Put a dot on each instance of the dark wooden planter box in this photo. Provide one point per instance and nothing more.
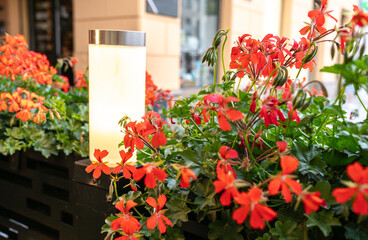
(55, 199)
(39, 200)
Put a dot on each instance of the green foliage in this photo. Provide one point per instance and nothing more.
(68, 134)
(324, 220)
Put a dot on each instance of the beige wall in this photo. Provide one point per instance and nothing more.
(324, 53)
(162, 34)
(11, 16)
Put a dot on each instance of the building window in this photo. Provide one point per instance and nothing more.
(51, 28)
(199, 23)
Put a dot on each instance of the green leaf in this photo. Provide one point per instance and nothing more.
(285, 231)
(265, 236)
(205, 192)
(324, 188)
(174, 234)
(178, 210)
(333, 69)
(324, 220)
(355, 232)
(226, 229)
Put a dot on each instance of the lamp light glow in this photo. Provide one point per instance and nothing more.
(117, 65)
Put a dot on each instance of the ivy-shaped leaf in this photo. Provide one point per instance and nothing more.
(225, 229)
(285, 231)
(178, 210)
(324, 220)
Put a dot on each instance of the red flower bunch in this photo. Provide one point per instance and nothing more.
(125, 221)
(158, 217)
(318, 20)
(151, 173)
(251, 202)
(17, 61)
(80, 79)
(357, 190)
(284, 180)
(127, 169)
(26, 105)
(99, 166)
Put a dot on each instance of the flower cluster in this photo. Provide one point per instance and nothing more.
(26, 105)
(242, 155)
(17, 61)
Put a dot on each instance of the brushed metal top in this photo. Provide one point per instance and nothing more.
(116, 37)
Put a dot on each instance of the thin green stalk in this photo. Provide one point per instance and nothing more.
(322, 125)
(360, 100)
(268, 80)
(191, 119)
(288, 123)
(215, 70)
(247, 144)
(254, 82)
(172, 195)
(140, 215)
(222, 58)
(301, 67)
(116, 190)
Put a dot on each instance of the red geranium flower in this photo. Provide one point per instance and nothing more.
(226, 183)
(158, 216)
(251, 202)
(281, 146)
(357, 190)
(186, 174)
(126, 221)
(225, 154)
(127, 168)
(98, 166)
(159, 138)
(151, 173)
(283, 181)
(270, 111)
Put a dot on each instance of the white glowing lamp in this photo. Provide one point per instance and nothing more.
(117, 65)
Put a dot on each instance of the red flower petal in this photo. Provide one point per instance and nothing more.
(224, 125)
(152, 222)
(91, 167)
(152, 202)
(288, 164)
(360, 205)
(343, 195)
(240, 214)
(234, 115)
(97, 172)
(274, 186)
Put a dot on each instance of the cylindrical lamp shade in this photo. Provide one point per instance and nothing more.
(117, 65)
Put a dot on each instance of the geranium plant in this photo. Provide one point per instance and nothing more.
(39, 109)
(275, 160)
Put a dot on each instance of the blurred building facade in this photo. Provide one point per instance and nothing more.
(178, 31)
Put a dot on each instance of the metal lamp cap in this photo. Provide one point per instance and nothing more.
(116, 37)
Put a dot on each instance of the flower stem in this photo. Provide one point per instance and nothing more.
(360, 100)
(215, 70)
(301, 67)
(222, 58)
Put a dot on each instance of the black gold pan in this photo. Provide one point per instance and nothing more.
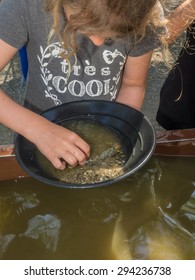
(135, 131)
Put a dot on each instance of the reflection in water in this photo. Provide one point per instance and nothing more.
(47, 228)
(150, 215)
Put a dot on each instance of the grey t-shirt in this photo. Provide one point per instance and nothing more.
(96, 72)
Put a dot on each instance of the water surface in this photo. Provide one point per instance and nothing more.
(150, 215)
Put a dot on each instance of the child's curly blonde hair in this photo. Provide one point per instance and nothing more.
(107, 18)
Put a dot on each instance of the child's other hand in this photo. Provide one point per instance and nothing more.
(60, 145)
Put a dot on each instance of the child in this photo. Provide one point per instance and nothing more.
(77, 50)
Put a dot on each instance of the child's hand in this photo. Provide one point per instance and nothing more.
(60, 145)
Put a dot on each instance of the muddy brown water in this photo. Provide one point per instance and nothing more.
(150, 215)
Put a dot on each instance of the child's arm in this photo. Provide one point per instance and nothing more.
(54, 141)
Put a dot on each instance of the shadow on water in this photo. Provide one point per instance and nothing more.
(149, 215)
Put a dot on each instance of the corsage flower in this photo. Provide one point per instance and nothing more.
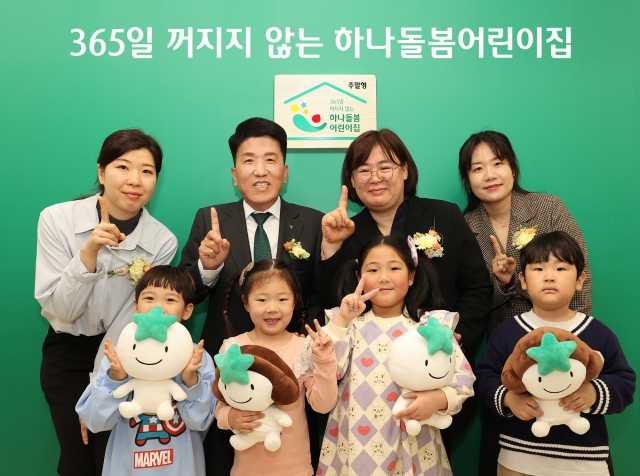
__________
■ **Problem to solve**
Reproduce word for word the stretch of the listing from the line containing "Put a dot on each instance of the muddy" through the end of the listing, both ends included. Omit the pictures from your answer.

■ **Finished exercise**
Put a dot on each instance of the muddy brown water in this photo. Provide one point per instance and nothing more.
(150, 215)
Put a dot on each instance of the child's arm in this photo. Provide one point per instance and nothing more.
(54, 141)
Put a dot on each instance of the shadow on water in this photo. Provide one point per instance and nothing more.
(149, 215)
Put a dot on each instance of the corsage flower in this photo. Provide one point per instance and nothing more.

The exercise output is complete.